Available records:

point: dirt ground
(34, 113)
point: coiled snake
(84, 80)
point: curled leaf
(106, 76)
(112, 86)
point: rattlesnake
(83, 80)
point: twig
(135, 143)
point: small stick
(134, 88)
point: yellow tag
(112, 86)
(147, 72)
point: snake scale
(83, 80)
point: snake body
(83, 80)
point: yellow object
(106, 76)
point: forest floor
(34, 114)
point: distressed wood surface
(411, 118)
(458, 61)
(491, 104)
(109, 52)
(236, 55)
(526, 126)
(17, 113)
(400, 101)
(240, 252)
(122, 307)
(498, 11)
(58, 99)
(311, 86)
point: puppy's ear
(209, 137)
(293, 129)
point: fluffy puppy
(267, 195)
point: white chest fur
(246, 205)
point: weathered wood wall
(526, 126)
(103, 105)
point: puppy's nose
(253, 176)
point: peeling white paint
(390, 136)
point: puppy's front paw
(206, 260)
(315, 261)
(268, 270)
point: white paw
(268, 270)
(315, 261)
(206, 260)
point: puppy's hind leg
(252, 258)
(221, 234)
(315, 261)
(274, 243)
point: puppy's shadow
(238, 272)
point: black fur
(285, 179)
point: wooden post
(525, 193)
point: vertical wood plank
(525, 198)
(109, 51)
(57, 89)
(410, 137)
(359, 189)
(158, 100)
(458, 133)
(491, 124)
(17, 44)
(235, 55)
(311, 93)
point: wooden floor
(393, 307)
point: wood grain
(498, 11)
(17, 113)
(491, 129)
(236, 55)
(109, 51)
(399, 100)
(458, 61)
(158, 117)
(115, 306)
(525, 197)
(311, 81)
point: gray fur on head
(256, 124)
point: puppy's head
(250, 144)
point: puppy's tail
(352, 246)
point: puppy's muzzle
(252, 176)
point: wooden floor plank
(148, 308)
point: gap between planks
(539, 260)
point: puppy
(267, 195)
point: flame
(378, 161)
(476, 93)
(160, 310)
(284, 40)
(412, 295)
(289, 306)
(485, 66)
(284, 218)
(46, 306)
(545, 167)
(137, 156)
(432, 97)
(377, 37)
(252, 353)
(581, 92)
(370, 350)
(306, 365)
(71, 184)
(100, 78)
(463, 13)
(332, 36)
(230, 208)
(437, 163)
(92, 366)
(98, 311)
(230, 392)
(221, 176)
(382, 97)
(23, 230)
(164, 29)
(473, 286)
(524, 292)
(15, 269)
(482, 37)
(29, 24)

Work required: Repeat every one of the records above word for word, without changing anything.

Answer:
point: dirt ground
(34, 113)
point: coiled snake
(84, 80)
point: curled leaf
(106, 76)
(112, 86)
point: rattlesnake
(83, 80)
point: twig
(135, 143)
point: small stick
(134, 88)
point: yellow tag
(112, 86)
(147, 72)
point: snake scale
(83, 80)
point: snake body
(83, 80)
point: yellow object
(106, 76)
point: forest floor
(34, 114)
point: distressed wood surface
(411, 118)
(458, 61)
(491, 104)
(109, 52)
(236, 55)
(526, 126)
(17, 113)
(400, 101)
(240, 252)
(122, 307)
(498, 11)
(58, 99)
(311, 86)
point: puppy's ear
(209, 137)
(293, 129)
point: fluffy puppy
(267, 195)
point: white chest fur
(246, 205)
point: weathered wood wall
(526, 126)
(103, 105)
point: puppy's nose
(253, 176)
point: peeling white paint
(390, 136)
point: puppy's front paw
(206, 260)
(315, 261)
(268, 270)
point: white paw
(268, 270)
(315, 261)
(206, 260)
point: puppy's hind leg
(252, 258)
(221, 234)
(315, 261)
(274, 243)
point: puppy's shadow
(238, 272)
point: black fur
(285, 179)
point: wooden post
(525, 193)
point: vertical wood plank
(525, 198)
(109, 51)
(57, 89)
(410, 137)
(359, 189)
(158, 100)
(458, 133)
(491, 124)
(17, 44)
(235, 55)
(311, 93)
point: wooden floor
(393, 307)
point: wood grain
(498, 11)
(17, 113)
(491, 129)
(236, 55)
(109, 51)
(399, 100)
(458, 61)
(158, 117)
(115, 306)
(525, 197)
(311, 81)
point: gray fur on head
(256, 124)
point: puppy's head
(250, 144)
point: puppy's tail
(352, 246)
point: puppy's muzzle
(252, 176)
point: wooden floor plank
(148, 308)
point: gap between planks
(539, 260)
point: puppy
(267, 195)
point: flame
(378, 161)
(476, 93)
(160, 310)
(284, 40)
(412, 295)
(289, 306)
(485, 66)
(284, 218)
(46, 306)
(545, 167)
(137, 156)
(432, 97)
(377, 37)
(252, 353)
(581, 92)
(370, 350)
(306, 365)
(71, 184)
(100, 78)
(463, 13)
(332, 36)
(230, 208)
(437, 163)
(92, 366)
(98, 311)
(230, 392)
(221, 176)
(382, 97)
(23, 230)
(164, 29)
(473, 286)
(524, 292)
(15, 269)
(482, 37)
(29, 24)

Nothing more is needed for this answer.